*What to do*. Please return the lines below verbatim, beginning at the one that has "x=112, y=209" and stopping after the one that has "x=216, y=159", and add no other lines.
══ Material for this exercise ══
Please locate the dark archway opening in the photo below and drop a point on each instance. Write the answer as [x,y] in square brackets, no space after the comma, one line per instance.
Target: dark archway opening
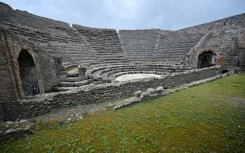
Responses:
[225,71]
[28,73]
[206,59]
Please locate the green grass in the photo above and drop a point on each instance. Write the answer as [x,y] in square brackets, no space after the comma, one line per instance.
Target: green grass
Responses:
[205,118]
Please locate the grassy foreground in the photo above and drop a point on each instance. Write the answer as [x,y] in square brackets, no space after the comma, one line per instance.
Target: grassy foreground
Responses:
[206,118]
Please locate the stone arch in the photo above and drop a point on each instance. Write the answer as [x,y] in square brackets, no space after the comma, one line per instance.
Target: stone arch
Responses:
[28,73]
[206,59]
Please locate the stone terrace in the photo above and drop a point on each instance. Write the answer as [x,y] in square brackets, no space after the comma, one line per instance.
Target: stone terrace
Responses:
[105,42]
[55,37]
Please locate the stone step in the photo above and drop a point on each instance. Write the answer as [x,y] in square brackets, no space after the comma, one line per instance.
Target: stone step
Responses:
[73,79]
[72,75]
[82,83]
[66,84]
[63,88]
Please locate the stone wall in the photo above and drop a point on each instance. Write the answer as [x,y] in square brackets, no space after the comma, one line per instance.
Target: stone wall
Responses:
[105,42]
[42,104]
[55,37]
[8,90]
[139,44]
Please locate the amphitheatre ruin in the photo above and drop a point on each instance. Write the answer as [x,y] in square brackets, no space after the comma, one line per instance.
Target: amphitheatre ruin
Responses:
[48,64]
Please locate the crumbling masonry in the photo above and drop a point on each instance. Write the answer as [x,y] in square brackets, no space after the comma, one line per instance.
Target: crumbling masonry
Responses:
[67,65]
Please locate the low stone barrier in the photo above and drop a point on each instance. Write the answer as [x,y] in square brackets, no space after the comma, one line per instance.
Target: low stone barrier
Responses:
[89,94]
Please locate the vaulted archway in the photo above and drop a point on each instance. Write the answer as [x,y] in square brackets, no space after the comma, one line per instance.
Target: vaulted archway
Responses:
[206,59]
[28,73]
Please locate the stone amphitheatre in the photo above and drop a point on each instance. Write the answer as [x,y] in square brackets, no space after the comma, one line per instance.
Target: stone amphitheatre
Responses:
[48,64]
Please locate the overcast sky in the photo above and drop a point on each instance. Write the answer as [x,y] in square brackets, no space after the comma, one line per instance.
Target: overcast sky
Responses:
[132,14]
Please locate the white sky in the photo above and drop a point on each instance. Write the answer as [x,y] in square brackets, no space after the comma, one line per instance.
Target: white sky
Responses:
[132,14]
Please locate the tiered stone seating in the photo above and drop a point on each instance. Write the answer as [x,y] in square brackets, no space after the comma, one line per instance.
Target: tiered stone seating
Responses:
[55,37]
[174,46]
[110,72]
[139,44]
[105,42]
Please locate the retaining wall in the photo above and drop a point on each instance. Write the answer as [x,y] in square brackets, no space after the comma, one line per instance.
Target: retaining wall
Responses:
[42,104]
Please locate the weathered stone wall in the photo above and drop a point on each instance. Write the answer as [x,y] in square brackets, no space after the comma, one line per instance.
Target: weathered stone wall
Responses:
[8,90]
[139,44]
[105,42]
[55,37]
[45,66]
[98,93]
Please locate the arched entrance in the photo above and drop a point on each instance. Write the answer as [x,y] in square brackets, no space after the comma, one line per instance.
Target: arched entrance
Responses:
[206,59]
[28,73]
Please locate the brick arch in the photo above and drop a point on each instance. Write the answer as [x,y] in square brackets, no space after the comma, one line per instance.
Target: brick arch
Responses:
[219,55]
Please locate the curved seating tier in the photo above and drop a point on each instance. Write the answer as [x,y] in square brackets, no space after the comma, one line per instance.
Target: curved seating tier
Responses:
[109,73]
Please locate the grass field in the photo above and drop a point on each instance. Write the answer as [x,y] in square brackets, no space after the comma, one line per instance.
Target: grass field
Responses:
[205,118]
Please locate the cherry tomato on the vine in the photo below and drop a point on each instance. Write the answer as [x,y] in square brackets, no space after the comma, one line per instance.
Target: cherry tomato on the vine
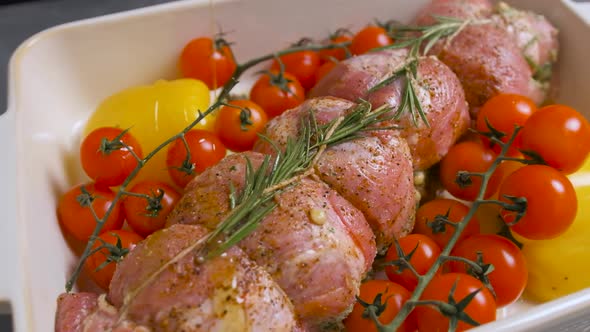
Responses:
[302,65]
[551,202]
[369,38]
[482,307]
[208,60]
[101,265]
[205,150]
[392,295]
[335,53]
[424,253]
[560,135]
[428,212]
[277,93]
[147,215]
[503,112]
[107,157]
[73,210]
[238,128]
[509,277]
[471,157]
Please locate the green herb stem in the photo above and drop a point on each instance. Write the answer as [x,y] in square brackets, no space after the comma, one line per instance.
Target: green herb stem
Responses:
[240,69]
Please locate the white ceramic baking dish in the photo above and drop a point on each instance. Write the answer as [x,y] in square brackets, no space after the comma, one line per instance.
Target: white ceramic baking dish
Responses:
[58,76]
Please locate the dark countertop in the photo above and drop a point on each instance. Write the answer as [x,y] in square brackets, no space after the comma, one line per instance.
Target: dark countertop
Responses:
[21,19]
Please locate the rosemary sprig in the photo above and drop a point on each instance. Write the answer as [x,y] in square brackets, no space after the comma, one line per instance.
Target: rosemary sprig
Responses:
[295,162]
[223,95]
[419,40]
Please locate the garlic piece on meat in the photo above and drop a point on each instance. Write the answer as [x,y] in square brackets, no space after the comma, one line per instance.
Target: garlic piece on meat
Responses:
[318,216]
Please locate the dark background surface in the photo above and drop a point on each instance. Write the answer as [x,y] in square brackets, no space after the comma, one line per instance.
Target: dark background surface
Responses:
[21,19]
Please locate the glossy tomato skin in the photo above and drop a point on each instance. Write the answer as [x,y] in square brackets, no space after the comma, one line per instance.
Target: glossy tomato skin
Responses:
[471,157]
[143,221]
[393,295]
[272,99]
[551,201]
[440,206]
[302,65]
[482,308]
[206,150]
[425,254]
[78,221]
[510,274]
[201,59]
[103,276]
[109,168]
[504,112]
[233,132]
[338,54]
[369,38]
[560,135]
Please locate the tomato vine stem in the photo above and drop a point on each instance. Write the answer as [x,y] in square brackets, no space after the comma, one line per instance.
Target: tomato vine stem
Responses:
[460,226]
[239,71]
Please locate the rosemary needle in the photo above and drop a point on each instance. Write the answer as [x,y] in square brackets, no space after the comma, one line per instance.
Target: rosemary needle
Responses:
[419,40]
[256,200]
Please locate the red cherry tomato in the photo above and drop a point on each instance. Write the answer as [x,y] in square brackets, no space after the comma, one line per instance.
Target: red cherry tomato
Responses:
[551,201]
[369,38]
[393,295]
[425,252]
[510,274]
[267,93]
[209,61]
[97,266]
[482,307]
[503,112]
[338,54]
[146,216]
[237,128]
[302,65]
[470,157]
[205,149]
[107,155]
[560,135]
[78,220]
[440,207]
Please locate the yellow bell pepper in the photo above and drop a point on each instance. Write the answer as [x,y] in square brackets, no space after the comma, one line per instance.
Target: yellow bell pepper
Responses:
[153,114]
[558,267]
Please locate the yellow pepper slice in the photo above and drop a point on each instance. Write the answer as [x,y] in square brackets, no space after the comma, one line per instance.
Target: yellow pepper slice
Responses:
[558,267]
[154,113]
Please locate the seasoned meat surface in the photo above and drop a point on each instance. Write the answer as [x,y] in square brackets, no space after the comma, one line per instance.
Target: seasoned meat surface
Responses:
[315,244]
[438,90]
[461,9]
[373,171]
[227,293]
[535,36]
[205,201]
[488,62]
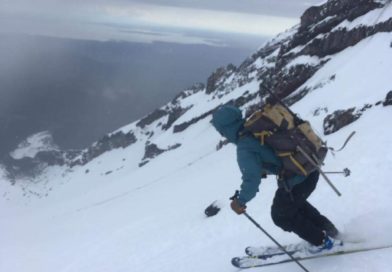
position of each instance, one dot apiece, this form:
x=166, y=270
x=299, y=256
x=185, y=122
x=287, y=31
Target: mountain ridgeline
x=284, y=65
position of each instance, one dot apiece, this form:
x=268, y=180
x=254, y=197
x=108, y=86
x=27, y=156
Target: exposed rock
x=174, y=114
x=216, y=79
x=345, y=9
x=338, y=40
x=221, y=144
x=185, y=125
x=152, y=117
x=107, y=143
x=338, y=119
x=195, y=88
x=151, y=151
x=388, y=99
x=212, y=209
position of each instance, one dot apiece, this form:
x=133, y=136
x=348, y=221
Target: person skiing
x=290, y=209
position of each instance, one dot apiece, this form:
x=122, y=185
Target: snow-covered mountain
x=134, y=200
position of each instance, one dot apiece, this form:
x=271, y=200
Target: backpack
x=292, y=139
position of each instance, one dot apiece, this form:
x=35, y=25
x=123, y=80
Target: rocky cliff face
x=283, y=65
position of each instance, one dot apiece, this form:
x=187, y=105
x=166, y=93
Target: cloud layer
x=148, y=20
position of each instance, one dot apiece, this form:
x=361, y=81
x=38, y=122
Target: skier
x=290, y=209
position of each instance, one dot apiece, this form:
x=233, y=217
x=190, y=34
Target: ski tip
x=236, y=262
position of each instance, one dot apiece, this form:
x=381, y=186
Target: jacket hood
x=228, y=121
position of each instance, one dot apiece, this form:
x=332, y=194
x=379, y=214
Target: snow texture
x=111, y=215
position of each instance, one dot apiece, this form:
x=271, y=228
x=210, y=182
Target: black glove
x=237, y=206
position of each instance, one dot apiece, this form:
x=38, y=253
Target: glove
x=237, y=207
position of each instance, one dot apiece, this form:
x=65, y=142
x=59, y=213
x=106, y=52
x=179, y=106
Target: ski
x=280, y=258
x=271, y=251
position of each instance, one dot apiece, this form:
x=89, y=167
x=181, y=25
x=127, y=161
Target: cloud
x=149, y=20
x=201, y=19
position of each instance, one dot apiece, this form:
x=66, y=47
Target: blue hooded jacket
x=253, y=158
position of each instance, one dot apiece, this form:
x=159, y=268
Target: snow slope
x=151, y=219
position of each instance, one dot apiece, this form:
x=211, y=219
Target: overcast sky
x=150, y=20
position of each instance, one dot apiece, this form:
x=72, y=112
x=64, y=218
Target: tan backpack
x=277, y=127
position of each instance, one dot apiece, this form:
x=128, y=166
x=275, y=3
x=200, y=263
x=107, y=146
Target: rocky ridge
x=283, y=65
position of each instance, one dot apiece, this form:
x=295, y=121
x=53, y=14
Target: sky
x=182, y=21
x=170, y=45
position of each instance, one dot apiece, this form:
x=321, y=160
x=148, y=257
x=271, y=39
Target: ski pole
x=276, y=242
x=346, y=172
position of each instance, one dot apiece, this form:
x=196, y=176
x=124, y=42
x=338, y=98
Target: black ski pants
x=292, y=212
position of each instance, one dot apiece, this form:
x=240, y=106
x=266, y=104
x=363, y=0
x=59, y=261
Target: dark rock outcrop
x=215, y=80
x=152, y=151
x=107, y=143
x=388, y=99
x=152, y=117
x=338, y=119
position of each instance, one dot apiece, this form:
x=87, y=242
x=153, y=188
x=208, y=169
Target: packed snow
x=111, y=215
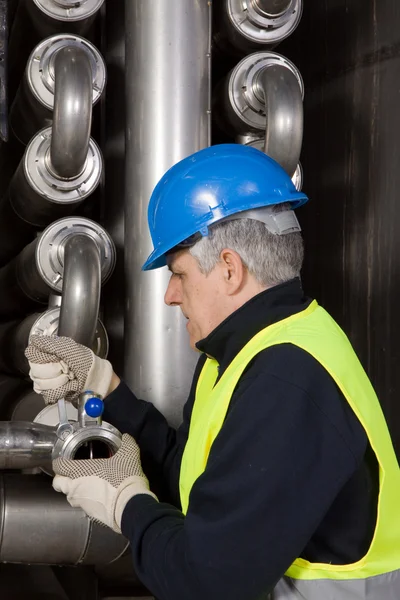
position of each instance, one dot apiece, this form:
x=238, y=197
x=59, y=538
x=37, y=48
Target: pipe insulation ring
x=259, y=27
x=69, y=10
x=49, y=252
x=40, y=73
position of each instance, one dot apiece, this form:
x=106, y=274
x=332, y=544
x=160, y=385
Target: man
x=271, y=486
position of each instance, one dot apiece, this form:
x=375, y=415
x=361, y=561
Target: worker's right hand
x=61, y=368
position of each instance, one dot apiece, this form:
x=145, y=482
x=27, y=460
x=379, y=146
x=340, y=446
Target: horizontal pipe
x=38, y=526
x=284, y=111
x=25, y=445
x=72, y=120
x=81, y=289
x=272, y=8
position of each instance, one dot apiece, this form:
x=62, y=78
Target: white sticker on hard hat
x=279, y=219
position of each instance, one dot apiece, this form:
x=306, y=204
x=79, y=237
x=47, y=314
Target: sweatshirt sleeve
x=274, y=469
x=161, y=446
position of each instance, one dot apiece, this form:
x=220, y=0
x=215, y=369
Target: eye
x=177, y=275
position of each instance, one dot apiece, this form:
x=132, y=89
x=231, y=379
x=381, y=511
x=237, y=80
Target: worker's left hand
x=103, y=487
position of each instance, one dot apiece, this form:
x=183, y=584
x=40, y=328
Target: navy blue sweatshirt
x=290, y=474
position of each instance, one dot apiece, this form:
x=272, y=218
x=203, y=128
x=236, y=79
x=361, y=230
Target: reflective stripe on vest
x=316, y=332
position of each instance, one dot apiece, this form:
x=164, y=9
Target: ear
x=233, y=271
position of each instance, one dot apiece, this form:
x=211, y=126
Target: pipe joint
x=264, y=96
x=72, y=118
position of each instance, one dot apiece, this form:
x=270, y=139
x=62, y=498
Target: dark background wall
x=349, y=54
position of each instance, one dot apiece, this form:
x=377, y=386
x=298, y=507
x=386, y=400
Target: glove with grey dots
x=103, y=487
x=61, y=368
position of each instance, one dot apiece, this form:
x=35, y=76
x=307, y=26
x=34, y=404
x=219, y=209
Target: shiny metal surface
x=72, y=119
x=39, y=196
x=81, y=289
x=79, y=444
x=259, y=142
x=168, y=118
x=14, y=338
x=50, y=249
x=38, y=526
x=25, y=445
x=279, y=88
x=272, y=8
x=47, y=323
x=264, y=93
x=69, y=10
x=33, y=105
x=39, y=269
x=247, y=25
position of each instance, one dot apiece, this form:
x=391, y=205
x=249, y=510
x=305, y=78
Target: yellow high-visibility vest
x=377, y=574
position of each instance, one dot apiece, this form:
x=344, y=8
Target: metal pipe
x=282, y=95
x=167, y=119
x=72, y=119
x=25, y=445
x=273, y=8
x=81, y=289
x=38, y=526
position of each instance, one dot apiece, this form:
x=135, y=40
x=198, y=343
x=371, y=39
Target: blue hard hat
x=208, y=186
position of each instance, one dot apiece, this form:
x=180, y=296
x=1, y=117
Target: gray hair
x=272, y=259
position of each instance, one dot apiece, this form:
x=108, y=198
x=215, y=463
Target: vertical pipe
x=72, y=120
x=168, y=118
x=81, y=290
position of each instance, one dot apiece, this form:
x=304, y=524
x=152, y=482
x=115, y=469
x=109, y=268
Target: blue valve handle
x=94, y=407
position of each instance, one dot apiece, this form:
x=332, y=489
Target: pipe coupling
x=69, y=10
x=40, y=70
x=49, y=252
x=256, y=23
x=38, y=195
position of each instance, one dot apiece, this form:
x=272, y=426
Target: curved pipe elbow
x=72, y=119
x=81, y=289
x=284, y=111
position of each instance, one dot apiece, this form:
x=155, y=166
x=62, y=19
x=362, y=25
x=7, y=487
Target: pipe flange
x=37, y=171
x=260, y=28
x=108, y=437
x=69, y=10
x=243, y=94
x=40, y=69
x=49, y=253
x=47, y=324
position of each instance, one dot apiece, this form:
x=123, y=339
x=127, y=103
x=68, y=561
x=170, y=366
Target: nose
x=173, y=295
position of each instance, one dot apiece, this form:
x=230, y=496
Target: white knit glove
x=103, y=487
x=61, y=368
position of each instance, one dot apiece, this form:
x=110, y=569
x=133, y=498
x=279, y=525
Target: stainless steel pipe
x=33, y=105
x=263, y=97
x=282, y=96
x=81, y=290
x=167, y=118
x=39, y=269
x=242, y=26
x=25, y=445
x=14, y=338
x=272, y=8
x=72, y=120
x=38, y=526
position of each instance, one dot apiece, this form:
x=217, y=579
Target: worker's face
x=200, y=297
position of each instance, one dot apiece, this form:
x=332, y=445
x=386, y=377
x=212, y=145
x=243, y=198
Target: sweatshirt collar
x=266, y=308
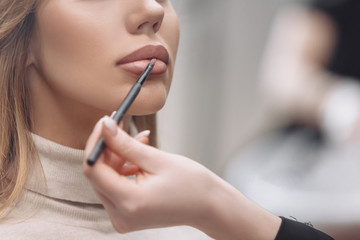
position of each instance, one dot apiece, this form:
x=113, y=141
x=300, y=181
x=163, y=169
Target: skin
x=304, y=41
x=72, y=69
x=169, y=190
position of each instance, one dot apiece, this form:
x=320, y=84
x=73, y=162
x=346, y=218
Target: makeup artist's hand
x=168, y=190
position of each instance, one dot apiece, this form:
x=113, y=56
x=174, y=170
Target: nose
x=146, y=17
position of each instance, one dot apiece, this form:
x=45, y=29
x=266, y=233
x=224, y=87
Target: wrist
x=340, y=110
x=230, y=215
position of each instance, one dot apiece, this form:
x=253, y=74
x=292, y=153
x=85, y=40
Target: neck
x=61, y=119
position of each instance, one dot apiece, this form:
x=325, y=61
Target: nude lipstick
x=139, y=59
x=124, y=106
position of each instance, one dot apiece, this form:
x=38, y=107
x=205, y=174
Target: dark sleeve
x=337, y=10
x=293, y=230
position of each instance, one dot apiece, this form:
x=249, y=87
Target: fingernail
x=145, y=133
x=110, y=124
x=113, y=114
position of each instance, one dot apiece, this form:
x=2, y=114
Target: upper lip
x=148, y=52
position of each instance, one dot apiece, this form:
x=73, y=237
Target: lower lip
x=138, y=67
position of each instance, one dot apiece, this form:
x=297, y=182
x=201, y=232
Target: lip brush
x=120, y=113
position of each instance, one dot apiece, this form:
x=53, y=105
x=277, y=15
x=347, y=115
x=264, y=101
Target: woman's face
x=90, y=52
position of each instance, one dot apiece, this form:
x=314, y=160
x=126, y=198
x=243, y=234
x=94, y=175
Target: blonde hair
x=17, y=151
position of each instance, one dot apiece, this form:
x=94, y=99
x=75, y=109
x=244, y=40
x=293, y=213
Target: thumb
x=120, y=143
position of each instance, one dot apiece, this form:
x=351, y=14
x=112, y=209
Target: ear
x=30, y=56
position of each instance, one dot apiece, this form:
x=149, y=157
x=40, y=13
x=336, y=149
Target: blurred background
x=214, y=106
x=266, y=94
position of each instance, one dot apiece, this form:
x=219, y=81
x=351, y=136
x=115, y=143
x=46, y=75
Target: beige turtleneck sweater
x=68, y=208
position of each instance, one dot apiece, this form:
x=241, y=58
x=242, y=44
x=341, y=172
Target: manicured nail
x=110, y=124
x=113, y=114
x=98, y=124
x=145, y=133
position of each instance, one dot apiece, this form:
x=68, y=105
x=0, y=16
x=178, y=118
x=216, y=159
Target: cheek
x=73, y=53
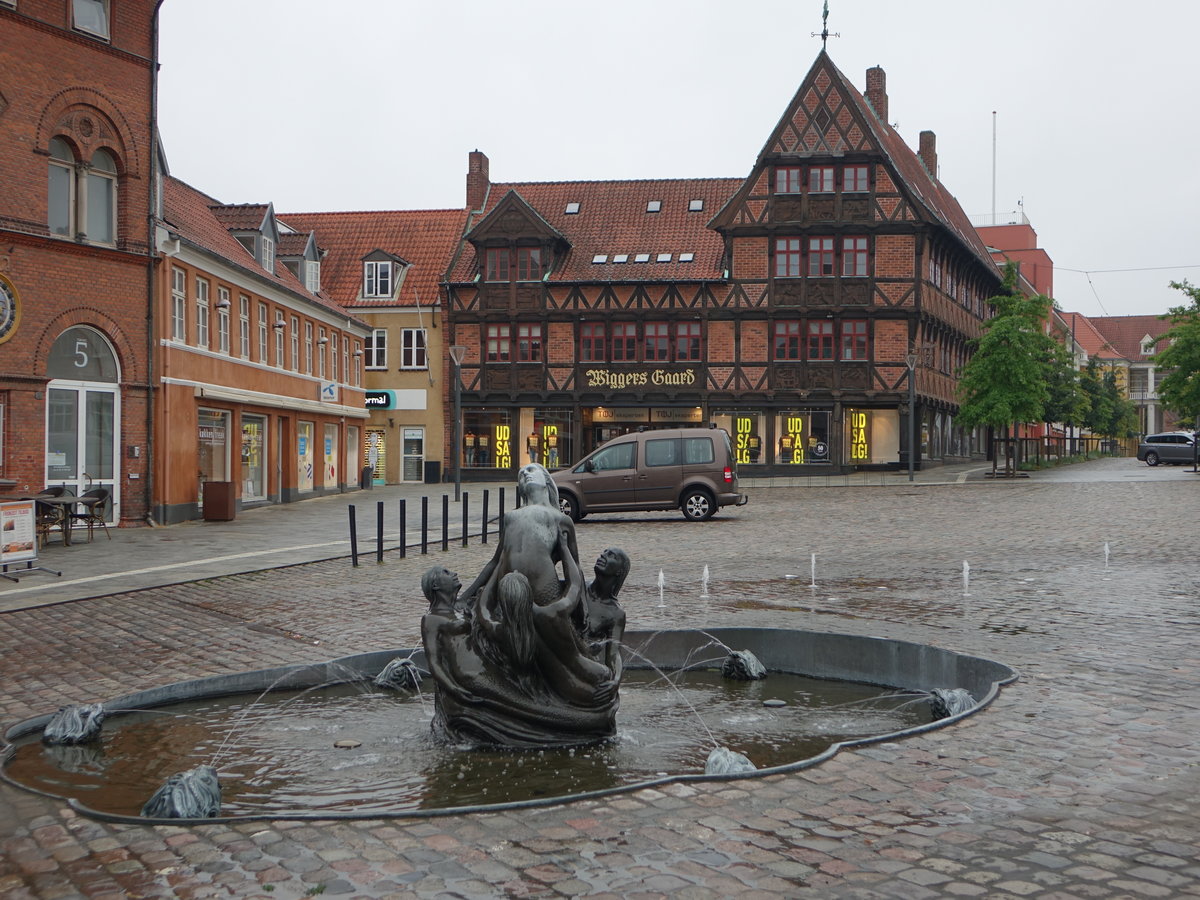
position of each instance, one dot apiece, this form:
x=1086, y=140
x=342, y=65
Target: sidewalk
═══
*Answer*.
x=112, y=209
Target: ear
x=30, y=56
position of each instance, one dot apiece, this form:
x=149, y=157
x=40, y=13
x=336, y=149
Target: blurred background
x=214, y=106
x=266, y=94
position of each instance, one dot apiece, this form:
x=219, y=81
x=351, y=136
x=115, y=143
x=46, y=75
Target: beige turtleneck sweater
x=68, y=208
position of each instance, one dot apiece, this form:
x=241, y=58
x=242, y=44
x=341, y=172
Target: manicured nail
x=110, y=124
x=113, y=114
x=98, y=124
x=145, y=133
position of each instance, one dot apiece, this form:
x=68, y=105
x=0, y=16
x=178, y=118
x=216, y=159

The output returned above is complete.